--- Records shown ---
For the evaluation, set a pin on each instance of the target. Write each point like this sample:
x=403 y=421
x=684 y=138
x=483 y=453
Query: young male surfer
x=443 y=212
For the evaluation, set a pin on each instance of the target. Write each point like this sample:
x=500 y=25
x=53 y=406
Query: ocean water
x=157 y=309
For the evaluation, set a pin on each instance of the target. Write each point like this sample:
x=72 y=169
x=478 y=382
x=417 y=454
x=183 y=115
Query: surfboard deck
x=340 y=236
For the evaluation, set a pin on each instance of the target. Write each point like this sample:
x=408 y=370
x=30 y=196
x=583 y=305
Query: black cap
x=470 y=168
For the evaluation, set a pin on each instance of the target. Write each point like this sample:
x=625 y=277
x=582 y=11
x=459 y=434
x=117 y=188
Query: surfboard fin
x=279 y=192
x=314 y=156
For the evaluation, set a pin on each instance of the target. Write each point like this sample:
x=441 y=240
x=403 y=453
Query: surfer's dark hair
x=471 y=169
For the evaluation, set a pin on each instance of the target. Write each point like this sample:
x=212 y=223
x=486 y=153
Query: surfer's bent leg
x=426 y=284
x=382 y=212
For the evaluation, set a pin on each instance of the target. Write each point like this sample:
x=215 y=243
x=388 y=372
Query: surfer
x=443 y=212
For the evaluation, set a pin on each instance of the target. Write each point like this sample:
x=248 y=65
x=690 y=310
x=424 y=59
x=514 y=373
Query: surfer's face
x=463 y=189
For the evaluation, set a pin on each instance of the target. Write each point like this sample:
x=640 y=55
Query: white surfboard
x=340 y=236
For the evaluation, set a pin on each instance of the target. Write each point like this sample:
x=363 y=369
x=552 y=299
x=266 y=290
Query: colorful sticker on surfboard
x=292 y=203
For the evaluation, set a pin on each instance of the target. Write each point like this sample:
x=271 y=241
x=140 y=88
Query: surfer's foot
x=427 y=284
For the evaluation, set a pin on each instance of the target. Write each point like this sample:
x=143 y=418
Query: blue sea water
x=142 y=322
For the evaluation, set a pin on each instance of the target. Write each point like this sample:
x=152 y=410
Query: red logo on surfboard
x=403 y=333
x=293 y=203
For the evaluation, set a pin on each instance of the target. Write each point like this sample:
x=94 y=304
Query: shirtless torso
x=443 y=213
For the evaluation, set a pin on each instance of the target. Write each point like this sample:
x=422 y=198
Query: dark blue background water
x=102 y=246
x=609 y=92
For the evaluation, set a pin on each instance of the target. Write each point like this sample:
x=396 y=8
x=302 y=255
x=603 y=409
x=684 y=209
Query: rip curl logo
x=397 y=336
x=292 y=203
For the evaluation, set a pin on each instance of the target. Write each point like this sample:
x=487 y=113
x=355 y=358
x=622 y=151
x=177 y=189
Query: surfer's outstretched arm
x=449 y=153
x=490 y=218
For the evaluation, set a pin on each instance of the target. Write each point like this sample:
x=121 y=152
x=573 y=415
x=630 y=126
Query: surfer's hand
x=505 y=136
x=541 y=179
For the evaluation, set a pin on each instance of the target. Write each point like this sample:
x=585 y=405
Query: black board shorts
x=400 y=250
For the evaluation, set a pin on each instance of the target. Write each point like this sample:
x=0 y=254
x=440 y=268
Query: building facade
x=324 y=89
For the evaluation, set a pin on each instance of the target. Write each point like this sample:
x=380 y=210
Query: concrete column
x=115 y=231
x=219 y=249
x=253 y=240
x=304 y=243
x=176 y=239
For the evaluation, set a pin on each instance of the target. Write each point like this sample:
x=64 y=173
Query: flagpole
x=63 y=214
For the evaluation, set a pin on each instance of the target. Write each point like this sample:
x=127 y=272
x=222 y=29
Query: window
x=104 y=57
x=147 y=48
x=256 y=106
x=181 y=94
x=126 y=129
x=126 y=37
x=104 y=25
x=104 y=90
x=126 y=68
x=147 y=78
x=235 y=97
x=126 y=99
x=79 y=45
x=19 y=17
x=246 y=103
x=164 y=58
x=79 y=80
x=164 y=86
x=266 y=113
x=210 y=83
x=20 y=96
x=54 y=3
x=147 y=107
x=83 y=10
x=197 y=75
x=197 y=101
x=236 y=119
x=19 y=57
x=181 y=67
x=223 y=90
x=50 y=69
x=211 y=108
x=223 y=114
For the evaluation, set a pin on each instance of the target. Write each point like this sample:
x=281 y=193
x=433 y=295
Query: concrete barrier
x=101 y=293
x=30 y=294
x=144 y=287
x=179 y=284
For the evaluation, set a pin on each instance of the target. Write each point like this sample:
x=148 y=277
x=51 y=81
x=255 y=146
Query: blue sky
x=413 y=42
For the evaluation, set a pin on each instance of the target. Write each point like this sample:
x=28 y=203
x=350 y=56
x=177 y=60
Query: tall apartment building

--- Written instruction ---
Each line of the listing should be echoed back exactly.

--- Exercise solution ---
For the evaluation, set a pin on each instance of the target. Write each point like this sample:
x=403 y=421
x=684 y=138
x=483 y=453
Query: young male surfer
x=443 y=212
For the evaluation, set a pin on each instance of the target. Write each point like this sample:
x=500 y=25
x=53 y=406
Query: ocean water
x=157 y=309
For the evaluation, set a pin on each instance of the target. Write each point like this sample:
x=72 y=169
x=478 y=382
x=417 y=454
x=183 y=115
Query: surfboard deck
x=340 y=236
For the evaluation, set a pin on each instance of the target. Write each point like this sample:
x=408 y=370
x=30 y=196
x=583 y=305
Query: black cap
x=470 y=168
For the evaluation, set a pin on each instance of the target. Write each point like this sample:
x=625 y=277
x=582 y=11
x=459 y=434
x=117 y=188
Query: surfboard fin
x=279 y=192
x=314 y=156
For the evaluation, set a pin on each instance of the target. Write each point like this sample:
x=441 y=240
x=403 y=453
Query: surfer's dark hair
x=471 y=169
For the evaluation, set a pin on each instance of the target. Write each point like this sample:
x=212 y=223
x=486 y=153
Query: surfer's bent leg
x=426 y=284
x=382 y=212
For the evaluation, set a pin on each instance of the target. Write each point like this sample:
x=215 y=243
x=388 y=372
Query: surfer
x=443 y=212
For the evaluation, set a pin on each instance of the target. Write each point like this sample:
x=248 y=65
x=690 y=310
x=424 y=59
x=514 y=373
Query: surfer's face
x=463 y=189
For the evaluation, set a pin on each instance of the target. Write each point like this sample:
x=640 y=55
Query: white surfboard
x=340 y=236
For the evaluation, set a pin on each instance of the target. Write each point like this sample:
x=363 y=369
x=552 y=299
x=266 y=290
Query: colorful sticker on surfboard
x=292 y=203
For the evaluation, set a pin on each instance of the target. Write each point like this sample:
x=271 y=241
x=140 y=88
Query: surfer's foot
x=427 y=284
For the evaluation, set a pin on each instance of the target. Write each point like this sample:
x=143 y=418
Query: blue sea water
x=142 y=322
For the evaluation, set a pin on each instance of the target. Write each point like this sample:
x=152 y=410
Query: red logo on surfboard
x=403 y=333
x=293 y=203
For the evaluation, set a pin on each instance of the target. Write each point like this sample:
x=94 y=304
Query: shirtless torso
x=443 y=213
For the evaluation, set a pin on each instance of the target. Write each point like this sample:
x=422 y=198
Query: dark blue background water
x=102 y=246
x=609 y=92
For the evaluation, set a pin on each instance of the target. Write each point like this sample:
x=396 y=8
x=302 y=255
x=603 y=409
x=684 y=209
Query: rip curl logo
x=397 y=336
x=292 y=203
For the evaluation, set a pin on each instance of the target. Write each point like this sample:
x=487 y=113
x=355 y=358
x=622 y=151
x=177 y=189
Query: surfer's outstretched arm
x=449 y=153
x=490 y=218
For the evaluation, set a pin on each instance of the target. Write each point like this sample:
x=121 y=152
x=573 y=415
x=630 y=126
Query: surfer's hand
x=505 y=136
x=541 y=179
For the evaluation, set a pin on each instance of the target. Write each point like this sample:
x=585 y=405
Query: black board shorts
x=400 y=250
For the evaluation, set a pin on each instance of the target. Write each point like this sample:
x=0 y=254
x=440 y=268
Query: building facade
x=324 y=89
For the evaluation, set a pin on each instance of the target. Write each point like this sample:
x=380 y=210
Query: concrete column
x=115 y=231
x=219 y=249
x=253 y=240
x=304 y=243
x=176 y=239
For the evaluation, set a pin on each instance of the target. Write each point like this sample:
x=64 y=173
Query: flagpole
x=63 y=214
For the evaluation, set a pin on each instance of the target. Write each point like this sample:
x=127 y=272
x=222 y=29
Query: window
x=104 y=57
x=147 y=48
x=256 y=106
x=181 y=94
x=126 y=129
x=126 y=37
x=104 y=25
x=104 y=90
x=126 y=68
x=147 y=78
x=235 y=97
x=126 y=99
x=79 y=45
x=19 y=17
x=246 y=103
x=164 y=58
x=79 y=80
x=164 y=86
x=266 y=113
x=210 y=83
x=20 y=96
x=54 y=3
x=147 y=107
x=83 y=10
x=197 y=75
x=197 y=101
x=236 y=119
x=19 y=57
x=181 y=67
x=223 y=90
x=50 y=69
x=211 y=108
x=223 y=114
For the evaluation, set a pin on each instance of the target. Write each point like this sample:
x=281 y=193
x=433 y=295
Query: concrete barrier
x=101 y=293
x=30 y=294
x=144 y=287
x=179 y=284
For the evaluation, set a pin on each instance of the target. Write each point like this sample:
x=148 y=277
x=51 y=81
x=255 y=146
Query: blue sky
x=413 y=42
For the evaluation, set a pin on each instance of the target. Write each point like this sample:
x=28 y=203
x=350 y=56
x=177 y=60
Query: tall apartment building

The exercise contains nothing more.